* **TO DO**
Count every line below that contains "garment", then give that count and nothing else.

* **SOURCE RECORDS**
******************************

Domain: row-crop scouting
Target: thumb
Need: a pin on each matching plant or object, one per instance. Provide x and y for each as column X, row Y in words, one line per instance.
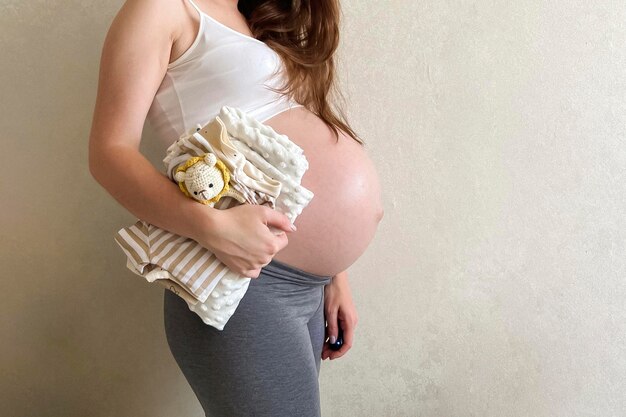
column 278, row 220
column 332, row 329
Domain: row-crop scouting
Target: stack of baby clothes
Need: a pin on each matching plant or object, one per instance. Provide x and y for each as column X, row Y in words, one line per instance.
column 265, row 167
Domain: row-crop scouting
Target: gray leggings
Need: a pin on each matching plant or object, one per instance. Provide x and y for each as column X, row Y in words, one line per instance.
column 266, row 361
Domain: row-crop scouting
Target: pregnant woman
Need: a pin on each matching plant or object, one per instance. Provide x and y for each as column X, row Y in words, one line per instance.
column 175, row 63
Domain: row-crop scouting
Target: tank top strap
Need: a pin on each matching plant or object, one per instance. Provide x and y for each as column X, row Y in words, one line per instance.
column 196, row 7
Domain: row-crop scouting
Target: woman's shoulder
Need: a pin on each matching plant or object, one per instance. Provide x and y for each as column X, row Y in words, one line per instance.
column 162, row 19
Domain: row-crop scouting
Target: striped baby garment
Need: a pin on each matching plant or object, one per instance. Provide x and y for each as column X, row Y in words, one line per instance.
column 266, row 168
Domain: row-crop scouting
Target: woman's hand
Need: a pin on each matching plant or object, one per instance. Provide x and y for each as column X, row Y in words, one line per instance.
column 240, row 236
column 339, row 310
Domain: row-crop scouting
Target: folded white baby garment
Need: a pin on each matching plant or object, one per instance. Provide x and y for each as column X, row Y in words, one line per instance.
column 265, row 167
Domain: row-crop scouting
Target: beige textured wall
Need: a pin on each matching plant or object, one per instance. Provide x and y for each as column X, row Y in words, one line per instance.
column 495, row 286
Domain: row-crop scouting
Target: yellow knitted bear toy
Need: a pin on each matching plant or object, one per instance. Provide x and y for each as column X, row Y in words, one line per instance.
column 205, row 179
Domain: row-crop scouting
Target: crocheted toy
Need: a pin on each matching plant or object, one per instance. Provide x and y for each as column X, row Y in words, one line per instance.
column 206, row 179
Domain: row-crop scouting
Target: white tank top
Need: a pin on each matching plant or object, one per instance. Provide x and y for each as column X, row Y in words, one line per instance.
column 222, row 67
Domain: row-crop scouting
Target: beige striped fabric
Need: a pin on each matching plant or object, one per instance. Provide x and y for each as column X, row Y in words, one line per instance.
column 183, row 265
column 179, row 263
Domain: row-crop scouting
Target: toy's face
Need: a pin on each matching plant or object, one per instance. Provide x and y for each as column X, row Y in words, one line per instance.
column 203, row 181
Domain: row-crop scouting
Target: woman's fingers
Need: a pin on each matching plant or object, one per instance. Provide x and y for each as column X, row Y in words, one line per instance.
column 348, row 337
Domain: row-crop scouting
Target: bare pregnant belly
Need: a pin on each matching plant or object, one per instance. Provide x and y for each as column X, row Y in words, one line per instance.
column 340, row 221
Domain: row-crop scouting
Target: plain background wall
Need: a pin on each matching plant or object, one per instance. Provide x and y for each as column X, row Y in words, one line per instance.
column 495, row 285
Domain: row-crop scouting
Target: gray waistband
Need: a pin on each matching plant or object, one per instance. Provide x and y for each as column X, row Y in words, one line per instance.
column 282, row 270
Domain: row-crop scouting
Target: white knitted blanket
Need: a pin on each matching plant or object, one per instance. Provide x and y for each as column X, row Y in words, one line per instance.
column 273, row 154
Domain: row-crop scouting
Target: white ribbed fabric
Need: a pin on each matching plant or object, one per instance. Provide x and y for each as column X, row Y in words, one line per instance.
column 266, row 167
column 222, row 67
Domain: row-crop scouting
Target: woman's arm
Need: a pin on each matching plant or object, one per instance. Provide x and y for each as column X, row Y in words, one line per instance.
column 133, row 63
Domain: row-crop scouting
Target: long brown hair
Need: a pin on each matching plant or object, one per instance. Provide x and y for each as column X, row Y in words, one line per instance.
column 305, row 34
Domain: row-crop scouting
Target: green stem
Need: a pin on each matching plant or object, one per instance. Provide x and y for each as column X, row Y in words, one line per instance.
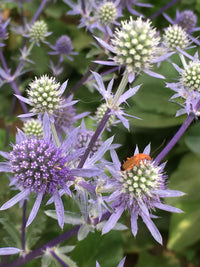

******************************

* **EXERCISE RESPONSE**
2